Description of the task: Recast everything from the start of the material down to and including the line that contains "POLYGON ((530 402, 532" as a Markdown table with the columns Row and Line, giving each line its row number, leaving out blank lines and omitting the pictures.

Supplied entries:
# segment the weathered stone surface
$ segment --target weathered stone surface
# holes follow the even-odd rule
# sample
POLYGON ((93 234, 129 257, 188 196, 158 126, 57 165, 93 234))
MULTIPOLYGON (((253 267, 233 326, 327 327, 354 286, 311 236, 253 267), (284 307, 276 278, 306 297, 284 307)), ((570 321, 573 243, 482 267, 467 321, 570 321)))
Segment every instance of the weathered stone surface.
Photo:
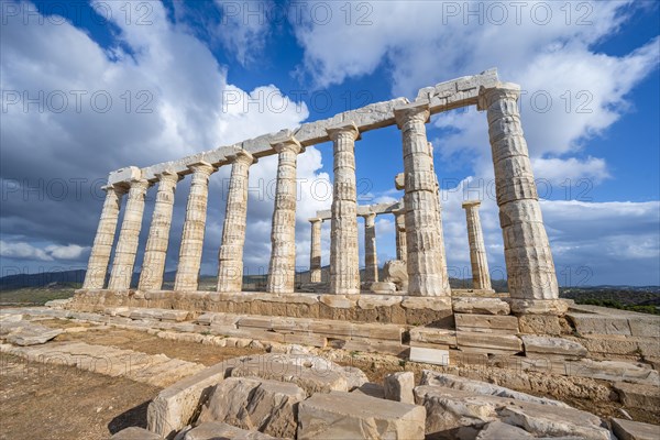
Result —
POLYGON ((331 391, 348 392, 369 382, 360 370, 346 371, 331 361, 308 354, 268 353, 232 361, 237 365, 231 370, 232 377, 256 376, 292 382, 305 389, 307 395, 331 391))
POLYGON ((385 398, 415 405, 415 374, 413 372, 398 372, 385 376, 383 381, 385 398))
POLYGON ((424 439, 420 406, 359 393, 316 394, 298 408, 298 439, 424 439))
POLYGON ((530 402, 532 404, 570 408, 569 405, 559 400, 553 400, 544 397, 536 397, 530 394, 525 394, 506 388, 504 386, 488 384, 486 382, 474 381, 466 377, 440 373, 431 370, 422 371, 420 385, 440 386, 444 388, 459 389, 475 395, 508 397, 520 402, 530 402))
POLYGON ((660 426, 639 421, 612 419, 612 431, 618 440, 658 440, 660 426))
POLYGON ((457 330, 485 333, 518 333, 518 319, 514 316, 455 314, 457 330))
POLYGON ((614 389, 619 395, 619 400, 629 408, 660 410, 660 384, 657 386, 617 382, 614 389))
POLYGON ((517 440, 534 437, 524 429, 502 421, 491 421, 479 431, 475 440, 517 440))
POLYGON ((163 440, 163 438, 144 428, 130 427, 114 433, 110 440, 163 440))
POLYGON ((199 421, 224 421, 275 437, 294 438, 297 404, 307 397, 293 383, 229 377, 218 384, 199 421))
POLYGON ((410 361, 435 365, 449 365, 449 350, 410 346, 410 361))
POLYGON ((587 352, 586 349, 575 342, 563 338, 552 337, 538 337, 531 334, 522 334, 522 344, 525 345, 525 353, 538 353, 538 354, 560 354, 566 358, 584 358, 587 352))
POLYGON ((193 416, 209 398, 212 388, 224 380, 228 366, 216 364, 163 389, 148 404, 146 426, 152 432, 169 438, 189 425, 193 416))
POLYGON ((512 311, 508 302, 499 298, 454 297, 452 305, 457 314, 509 315, 512 311))
POLYGON ((221 421, 207 421, 187 431, 183 440, 267 440, 274 438, 221 421))
POLYGON ((415 398, 427 410, 427 436, 453 438, 452 433, 461 427, 502 421, 534 437, 609 439, 609 431, 602 426, 598 417, 566 406, 541 405, 432 385, 416 387, 415 398))

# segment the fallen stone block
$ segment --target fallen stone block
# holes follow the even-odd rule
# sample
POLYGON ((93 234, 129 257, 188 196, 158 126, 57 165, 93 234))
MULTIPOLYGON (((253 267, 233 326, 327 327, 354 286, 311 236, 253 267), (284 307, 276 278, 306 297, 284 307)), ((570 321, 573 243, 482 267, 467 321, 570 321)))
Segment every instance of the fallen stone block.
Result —
POLYGON ((413 372, 398 372, 386 375, 383 387, 386 399, 415 405, 415 395, 413 394, 415 374, 413 372))
POLYGON ((220 421, 207 421, 186 432, 183 440, 268 440, 274 437, 220 421))
POLYGON ((425 438, 424 407, 359 393, 315 394, 298 407, 298 439, 425 438))
POLYGON ((525 345, 525 353, 532 354, 552 354, 562 355, 565 358, 580 359, 587 354, 586 349, 579 342, 563 338, 538 337, 531 334, 522 334, 520 337, 525 345))
POLYGON ((130 427, 114 433, 110 440, 163 440, 163 438, 144 428, 130 427))
POLYGON ((294 438, 296 410, 307 394, 292 383, 229 377, 213 389, 199 421, 223 421, 275 437, 294 438))
POLYGON ((208 400, 213 387, 224 380, 227 369, 223 363, 216 364, 158 393, 146 410, 147 429, 170 438, 194 421, 193 417, 208 400))
POLYGON ((508 302, 499 298, 455 297, 452 307, 455 314, 509 315, 512 311, 508 302))
POLYGON ((411 346, 410 361, 433 365, 449 365, 449 350, 411 346))
POLYGON ((612 431, 618 440, 658 440, 660 426, 640 421, 612 419, 612 431))

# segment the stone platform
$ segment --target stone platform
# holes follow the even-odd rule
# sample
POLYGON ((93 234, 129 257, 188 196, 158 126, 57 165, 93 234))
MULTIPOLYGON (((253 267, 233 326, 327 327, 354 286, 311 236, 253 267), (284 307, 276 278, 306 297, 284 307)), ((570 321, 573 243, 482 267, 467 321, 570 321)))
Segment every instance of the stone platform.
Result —
POLYGON ((68 306, 80 311, 102 311, 107 307, 178 309, 193 314, 222 312, 439 328, 452 328, 454 324, 450 297, 79 289, 68 306))

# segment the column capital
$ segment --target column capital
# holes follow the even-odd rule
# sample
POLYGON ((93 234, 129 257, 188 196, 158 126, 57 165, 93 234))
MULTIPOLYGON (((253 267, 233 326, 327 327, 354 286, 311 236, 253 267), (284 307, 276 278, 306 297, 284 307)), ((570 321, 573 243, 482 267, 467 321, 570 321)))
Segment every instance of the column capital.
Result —
POLYGON ((486 110, 491 105, 501 99, 518 100, 520 97, 520 86, 514 82, 498 82, 494 87, 482 88, 479 90, 477 110, 486 110))
POLYGON ((399 129, 409 121, 427 123, 430 117, 431 110, 428 99, 410 102, 394 109, 394 119, 399 129))
POLYGON ((298 142, 298 140, 294 136, 289 136, 283 141, 272 142, 271 147, 278 154, 283 151, 290 151, 296 154, 305 152, 305 147, 300 145, 300 142, 298 142))
POLYGON ((463 209, 479 209, 481 200, 465 200, 463 201, 463 209))
POLYGON ((326 129, 326 132, 332 141, 337 140, 341 135, 352 136, 353 141, 359 140, 361 138, 360 130, 353 121, 329 127, 326 129))
POLYGON ((173 172, 172 169, 165 169, 164 172, 156 173, 155 176, 158 179, 158 182, 167 180, 174 182, 175 184, 184 178, 184 176, 179 175, 176 172, 173 172))
POLYGON ((195 162, 195 163, 186 165, 186 166, 193 173, 201 173, 206 176, 210 176, 212 173, 215 173, 217 170, 217 168, 213 165, 209 164, 208 162, 204 162, 204 161, 195 162))
POLYGON ((239 164, 252 165, 252 164, 256 164, 258 162, 258 160, 256 157, 254 157, 250 152, 248 152, 245 150, 240 150, 237 153, 234 153, 230 156, 227 156, 227 158, 232 164, 239 163, 239 164))

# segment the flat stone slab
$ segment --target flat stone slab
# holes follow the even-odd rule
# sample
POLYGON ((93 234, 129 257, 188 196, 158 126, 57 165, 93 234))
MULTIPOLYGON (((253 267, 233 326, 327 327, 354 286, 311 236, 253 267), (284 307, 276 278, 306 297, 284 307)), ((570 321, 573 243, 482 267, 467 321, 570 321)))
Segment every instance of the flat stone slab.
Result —
POLYGON ((453 310, 457 314, 476 315, 509 315, 508 302, 499 298, 455 297, 452 298, 453 310))
POLYGON ((612 431, 618 440, 658 440, 660 426, 640 421, 612 419, 612 431))
POLYGON ((298 407, 298 439, 425 438, 421 406, 359 393, 315 394, 298 407))
POLYGON ((227 365, 219 363, 161 391, 148 404, 147 429, 167 438, 189 425, 227 373, 227 365))
POLYGON ((495 315, 454 315, 457 330, 485 333, 516 334, 519 332, 518 318, 495 315))
POLYGON ((221 421, 207 421, 186 432, 183 440, 268 440, 275 437, 249 431, 221 421))
POLYGON ((161 436, 144 428, 130 427, 110 437, 110 440, 163 440, 161 436))
POLYGON ((587 354, 584 345, 563 338, 522 334, 520 339, 522 340, 525 353, 527 354, 552 354, 570 358, 585 358, 587 354))

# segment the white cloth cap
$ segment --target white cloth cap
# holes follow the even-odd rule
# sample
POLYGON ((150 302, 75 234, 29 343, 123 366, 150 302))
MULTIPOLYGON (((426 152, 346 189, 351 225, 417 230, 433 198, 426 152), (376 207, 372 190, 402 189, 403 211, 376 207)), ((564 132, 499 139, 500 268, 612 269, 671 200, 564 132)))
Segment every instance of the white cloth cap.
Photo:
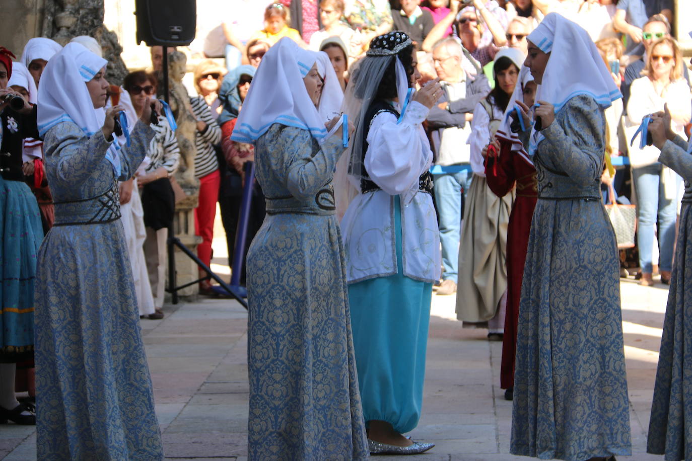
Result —
MULTIPOLYGON (((321 143, 327 129, 303 82, 317 55, 288 37, 269 48, 253 79, 231 139, 254 144, 272 124, 280 123, 309 130, 321 143)), ((331 70, 334 74, 331 65, 328 67, 325 73, 331 70)))
MULTIPOLYGON (((101 129, 105 113, 102 109, 94 109, 86 83, 107 63, 78 43, 68 44, 48 62, 39 88, 37 122, 42 138, 61 122, 74 122, 87 136, 101 129)), ((113 164, 116 177, 120 176, 115 144, 111 145, 106 158, 113 164)))
MULTIPOLYGON (((556 113, 572 97, 588 95, 603 109, 622 97, 610 71, 588 33, 576 23, 558 13, 549 13, 527 37, 543 53, 549 53, 536 100, 547 101, 556 113)), ((529 154, 543 140, 531 132, 529 154)))
POLYGON ((36 89, 34 77, 26 66, 21 62, 12 63, 12 77, 7 82, 8 86, 21 86, 29 93, 29 102, 36 104, 38 100, 39 92, 36 89))
POLYGON ((322 87, 322 96, 318 104, 318 112, 324 123, 327 123, 341 113, 341 103, 344 93, 339 84, 338 77, 331 66, 329 55, 324 51, 314 52, 317 59, 317 71, 325 79, 322 87))
POLYGON ((62 47, 55 40, 44 37, 36 37, 26 42, 24 50, 21 53, 21 62, 24 66, 29 64, 34 59, 50 61, 51 58, 60 52, 62 47))
POLYGON ((70 40, 70 43, 75 43, 83 45, 85 48, 99 57, 103 57, 103 50, 101 49, 101 46, 98 44, 98 41, 96 41, 96 39, 93 37, 89 37, 89 35, 78 35, 70 40))
MULTIPOLYGON (((520 69, 524 65, 524 59, 526 55, 516 48, 504 48, 498 52, 495 55, 495 62, 501 57, 509 58, 518 69, 520 69)), ((495 65, 493 65, 493 77, 495 77, 495 65)))
POLYGON ((514 92, 512 93, 512 95, 509 98, 509 102, 507 103, 507 109, 504 111, 502 122, 500 124, 496 134, 498 138, 511 142, 511 150, 519 153, 527 161, 533 164, 533 161, 529 158, 528 154, 524 149, 524 144, 522 144, 518 135, 516 133, 513 133, 511 129, 509 127, 509 125, 511 124, 511 119, 509 117, 509 113, 514 110, 517 100, 519 100, 522 102, 524 102, 524 88, 526 88, 527 84, 534 81, 534 76, 531 75, 531 71, 528 67, 526 66, 521 66, 519 70, 519 78, 517 80, 517 85, 514 87, 514 92))

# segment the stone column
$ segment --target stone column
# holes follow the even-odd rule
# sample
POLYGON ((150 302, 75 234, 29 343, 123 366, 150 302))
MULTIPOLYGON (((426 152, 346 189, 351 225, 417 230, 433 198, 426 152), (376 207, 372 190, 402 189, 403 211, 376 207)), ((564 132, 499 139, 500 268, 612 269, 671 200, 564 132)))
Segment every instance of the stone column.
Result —
MULTIPOLYGON (((194 157, 197 153, 194 144, 197 120, 192 115, 190 96, 182 83, 187 71, 187 58, 180 51, 174 51, 168 55, 168 59, 170 102, 178 124, 176 138, 180 148, 180 167, 175 174, 174 186, 176 203, 173 227, 181 243, 191 252, 197 253, 197 245, 202 241, 201 237, 194 234, 194 209, 199 198, 199 181, 194 178, 194 157)), ((162 84, 158 85, 158 90, 163 91, 162 84)), ((179 286, 199 278, 197 263, 178 248, 176 248, 175 260, 176 281, 179 286)), ((199 292, 199 286, 192 285, 178 294, 182 297, 195 297, 199 292)))

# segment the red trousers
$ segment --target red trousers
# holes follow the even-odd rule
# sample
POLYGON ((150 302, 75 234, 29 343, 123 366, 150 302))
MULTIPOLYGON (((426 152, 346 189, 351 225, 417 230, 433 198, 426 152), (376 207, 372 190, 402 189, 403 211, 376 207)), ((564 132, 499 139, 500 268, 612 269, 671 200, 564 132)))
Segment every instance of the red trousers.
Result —
POLYGON ((214 217, 220 185, 219 170, 199 178, 199 205, 194 209, 194 233, 202 238, 202 243, 197 245, 197 256, 207 265, 212 259, 214 217))

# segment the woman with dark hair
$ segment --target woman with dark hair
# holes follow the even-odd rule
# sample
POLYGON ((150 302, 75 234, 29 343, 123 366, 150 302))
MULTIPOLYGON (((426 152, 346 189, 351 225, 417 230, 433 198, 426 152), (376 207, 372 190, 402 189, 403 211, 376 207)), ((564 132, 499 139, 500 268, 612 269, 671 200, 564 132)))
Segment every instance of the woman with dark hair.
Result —
POLYGON ((432 153, 421 125, 442 95, 439 81, 410 97, 420 77, 410 39, 376 37, 344 100, 356 124, 349 174, 360 194, 342 220, 354 345, 370 452, 414 454, 434 446, 402 434, 418 424, 439 241, 432 153))
MULTIPOLYGON (((158 80, 143 70, 128 74, 122 82, 138 116, 146 109, 148 97, 156 94, 158 80)), ((141 189, 142 207, 147 238, 144 253, 154 295, 154 313, 149 318, 163 318, 163 296, 166 269, 166 240, 173 225, 175 198, 168 179, 178 169, 180 149, 175 134, 165 117, 158 124, 152 124, 155 135, 147 149, 147 155, 136 172, 137 185, 141 189)))
POLYGON ((489 149, 499 148, 493 138, 504 118, 523 60, 516 48, 497 54, 495 88, 476 106, 468 138, 473 178, 464 207, 459 245, 457 318, 464 326, 488 328, 491 341, 501 341, 504 331, 507 224, 514 190, 502 197, 493 193, 485 178, 485 158, 489 149))

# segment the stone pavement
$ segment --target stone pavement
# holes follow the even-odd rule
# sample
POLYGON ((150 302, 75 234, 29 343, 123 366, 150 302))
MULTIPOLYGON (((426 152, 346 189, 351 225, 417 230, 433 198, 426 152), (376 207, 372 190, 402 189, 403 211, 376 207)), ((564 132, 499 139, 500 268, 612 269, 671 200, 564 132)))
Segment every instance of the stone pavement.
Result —
MULTIPOLYGON (((225 235, 217 218, 212 268, 228 276, 225 235)), ((646 455, 667 287, 621 283, 625 355, 635 461, 646 455)), ((462 329, 456 297, 432 297, 420 423, 410 435, 434 442, 426 453, 392 461, 504 461, 509 451, 511 402, 500 388, 502 344, 486 330, 462 329)), ((167 459, 246 460, 247 313, 235 301, 201 299, 165 306, 163 320, 141 326, 167 459)), ((36 459, 33 426, 0 426, 0 458, 36 459)))
MULTIPOLYGON (((219 261, 221 262, 221 261, 219 261)), ((622 283, 634 455, 644 453, 667 290, 622 283)), ((509 452, 511 404, 499 387, 501 343, 454 317, 455 297, 433 297, 423 415, 411 435, 437 446, 416 461, 522 459, 509 452)), ((168 305, 141 322, 165 455, 170 460, 245 460, 247 315, 237 303, 168 305)), ((0 426, 0 456, 35 459, 33 427, 0 426)), ((406 457, 389 457, 405 460, 406 457)), ((523 458, 527 459, 527 458, 523 458)))

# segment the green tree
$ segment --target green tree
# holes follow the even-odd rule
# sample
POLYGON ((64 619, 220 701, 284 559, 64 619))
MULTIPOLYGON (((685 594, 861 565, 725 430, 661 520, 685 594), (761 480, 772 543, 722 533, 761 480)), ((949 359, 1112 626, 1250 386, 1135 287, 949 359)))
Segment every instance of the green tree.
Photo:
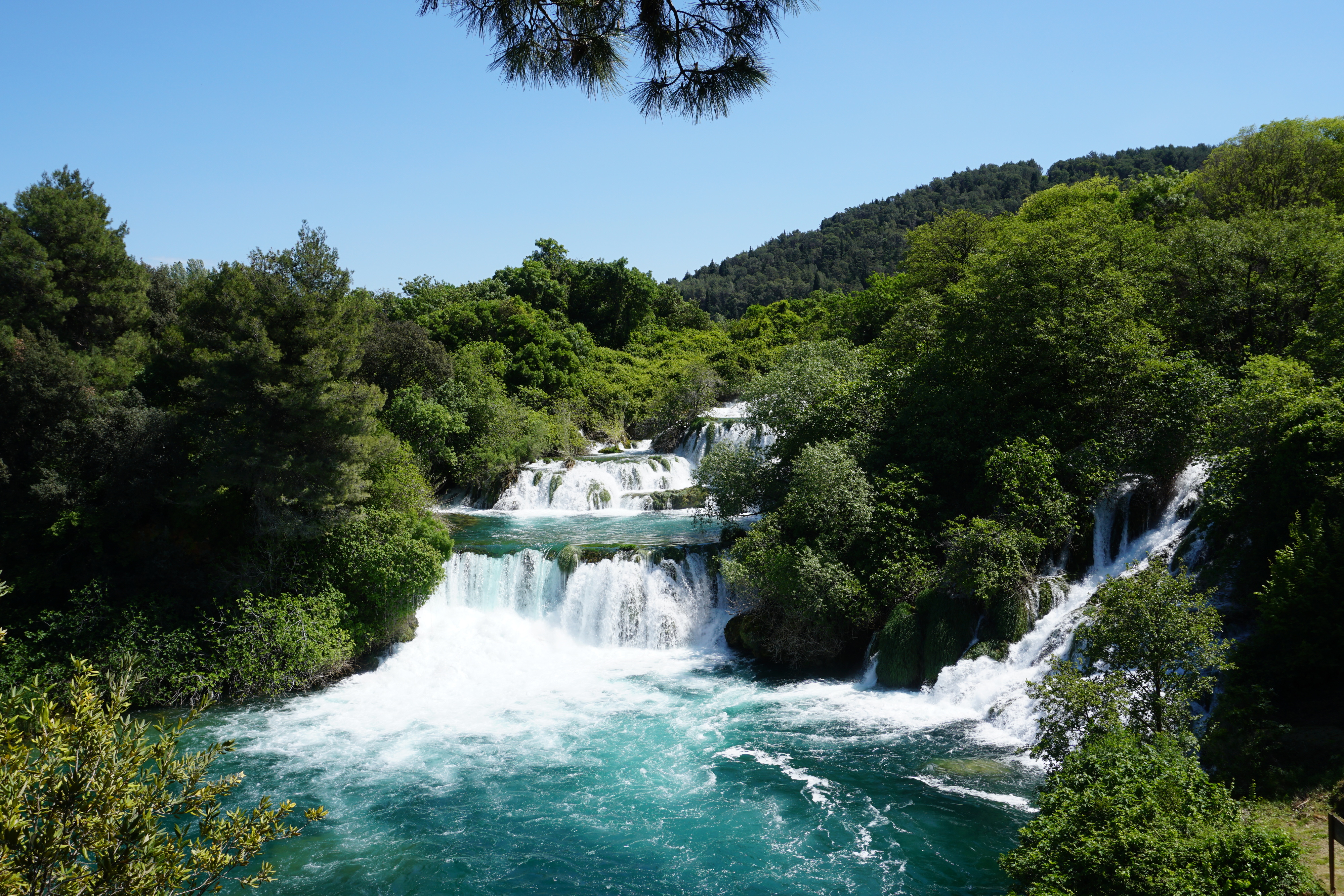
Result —
POLYGON ((124 387, 148 339, 145 270, 93 181, 62 168, 0 204, 0 340, 50 332, 99 387, 124 387))
POLYGON ((765 42, 780 34, 788 15, 812 3, 421 0, 421 15, 439 7, 493 40, 491 67, 505 81, 606 94, 621 86, 630 47, 645 75, 630 89, 640 111, 699 121, 727 114, 731 103, 765 89, 765 42))
POLYGON ((266 844, 302 832, 285 822, 294 803, 263 797, 226 811, 242 775, 206 775, 233 742, 180 752, 199 708, 151 728, 126 715, 128 677, 109 690, 95 681, 77 661, 67 696, 35 681, 0 700, 0 889, 185 896, 276 880, 269 862, 243 872, 266 844))
POLYGON ((1021 845, 1000 857, 1021 896, 1296 896, 1308 877, 1284 832, 1242 818, 1179 740, 1113 732, 1070 754, 1021 845))
POLYGON ((1074 660, 1055 658, 1051 674, 1028 686, 1046 709, 1032 755, 1062 762, 1116 719, 1146 742, 1188 735, 1191 704, 1214 692, 1214 673, 1231 668, 1220 627, 1184 571, 1150 563, 1107 580, 1083 610, 1074 660))
POLYGON ((1344 118, 1285 118, 1216 146, 1193 177, 1214 218, 1324 206, 1344 214, 1344 118))
POLYGON ((180 334, 152 373, 198 458, 185 500, 282 532, 367 498, 362 437, 382 395, 351 377, 374 308, 306 224, 293 249, 188 285, 180 334))

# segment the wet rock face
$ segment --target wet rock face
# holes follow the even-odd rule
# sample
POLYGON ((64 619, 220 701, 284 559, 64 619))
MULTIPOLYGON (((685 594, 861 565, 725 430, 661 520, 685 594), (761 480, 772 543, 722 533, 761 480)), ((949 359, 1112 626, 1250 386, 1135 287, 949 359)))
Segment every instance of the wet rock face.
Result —
POLYGON ((688 489, 677 489, 675 492, 653 492, 648 496, 649 500, 645 506, 649 510, 685 510, 689 508, 703 508, 708 497, 708 492, 699 485, 692 485, 688 489))
POLYGON ((918 688, 923 680, 919 653, 923 630, 909 603, 898 604, 878 633, 878 684, 886 688, 918 688))

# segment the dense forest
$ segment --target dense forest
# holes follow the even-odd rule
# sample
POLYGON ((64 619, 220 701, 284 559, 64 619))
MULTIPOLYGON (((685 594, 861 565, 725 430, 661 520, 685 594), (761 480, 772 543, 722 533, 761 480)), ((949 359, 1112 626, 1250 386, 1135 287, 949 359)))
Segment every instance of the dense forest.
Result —
POLYGON ((1052 771, 1004 869, 1030 893, 1121 870, 1114 892, 1298 892, 1234 794, 1344 775, 1320 686, 1344 638, 1344 120, 862 208, 715 269, 796 253, 742 304, 694 292, 708 269, 657 283, 554 239, 372 293, 306 224, 144 265, 90 181, 43 176, 0 206, 5 678, 74 654, 134 669, 140 705, 320 684, 413 635, 453 551, 435 494, 675 443, 741 398, 775 441, 696 470, 730 645, 816 670, 876 635, 879 680, 919 686, 1048 611, 1117 482, 1141 521, 1198 462, 1173 571, 1103 586, 1035 685, 1052 771))
POLYGON ((1064 159, 1042 172, 1035 160, 981 165, 937 177, 887 199, 847 208, 809 231, 780 234, 761 246, 710 262, 680 281, 681 294, 714 314, 739 317, 747 305, 804 298, 812 292, 863 289, 872 274, 891 274, 906 251, 906 232, 938 215, 972 211, 985 218, 1017 211, 1046 187, 1089 177, 1134 177, 1167 167, 1193 171, 1210 146, 1121 149, 1114 156, 1089 153, 1064 159))

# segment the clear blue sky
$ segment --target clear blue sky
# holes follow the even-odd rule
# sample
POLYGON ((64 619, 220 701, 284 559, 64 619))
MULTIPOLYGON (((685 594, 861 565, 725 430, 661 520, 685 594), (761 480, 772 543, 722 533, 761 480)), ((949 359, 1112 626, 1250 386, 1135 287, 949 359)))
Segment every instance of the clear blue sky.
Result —
POLYGON ((63 164, 146 261, 327 228, 356 282, 465 282, 539 236, 680 277, 965 167, 1344 114, 1337 1, 821 0, 727 118, 521 90, 417 0, 0 7, 0 197, 63 164))

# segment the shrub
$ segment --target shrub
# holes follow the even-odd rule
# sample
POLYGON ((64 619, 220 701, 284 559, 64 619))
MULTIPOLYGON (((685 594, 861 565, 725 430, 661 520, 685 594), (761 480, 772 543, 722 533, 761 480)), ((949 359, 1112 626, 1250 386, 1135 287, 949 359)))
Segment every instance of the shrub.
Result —
POLYGON ((224 811, 243 776, 206 774, 233 742, 179 752, 200 709, 151 728, 126 716, 129 678, 109 690, 95 680, 75 661, 69 696, 34 681, 0 699, 0 891, 176 896, 276 880, 269 862, 241 872, 266 844, 302 832, 285 823, 294 803, 263 797, 224 811))
POLYGON ((1040 815, 1000 858, 1023 896, 1296 896, 1297 846, 1242 818, 1176 739, 1116 732, 1051 772, 1040 815))

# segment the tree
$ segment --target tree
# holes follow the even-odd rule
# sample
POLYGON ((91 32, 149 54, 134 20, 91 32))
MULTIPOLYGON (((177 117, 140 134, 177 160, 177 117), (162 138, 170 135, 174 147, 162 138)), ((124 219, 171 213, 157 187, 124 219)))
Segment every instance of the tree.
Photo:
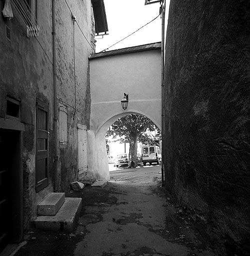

Answer to this problem:
| Row | Line |
|---|---|
| 1 | # segment the weathered stone surface |
| 2 | $ segment --target weathered stone surface |
| 3 | # holes follow the even-odd rule |
| 4 | # sample |
| 5 | POLYGON ((93 234, 129 257, 188 196, 158 126, 57 165, 93 234)) |
| 6 | MULTIPOLYGON (((253 267, 233 326, 327 327, 354 286, 311 236, 253 267), (284 307, 276 278, 306 297, 284 307)), ((570 321, 573 243, 482 267, 467 321, 570 321))) |
| 7 | Segment every instance of the weathered stone surface. |
| 8 | Photo: |
| 9 | Result — |
| 10 | POLYGON ((331 391, 348 392, 369 382, 360 370, 346 371, 331 361, 308 354, 268 353, 232 361, 237 365, 231 370, 232 377, 256 376, 292 382, 305 389, 307 395, 331 391)) |
| 11 | POLYGON ((385 398, 415 405, 415 374, 413 372, 398 372, 385 376, 383 381, 385 398)) |
| 12 | POLYGON ((424 439, 420 406, 359 393, 316 394, 298 408, 298 439, 424 439)) |
| 13 | POLYGON ((530 402, 532 404, 570 408, 569 405, 559 400, 553 400, 544 397, 536 397, 530 394, 525 394, 506 388, 504 386, 488 384, 486 382, 474 381, 466 377, 440 373, 431 370, 422 371, 420 385, 440 386, 444 388, 459 389, 475 395, 508 397, 520 402, 530 402)) |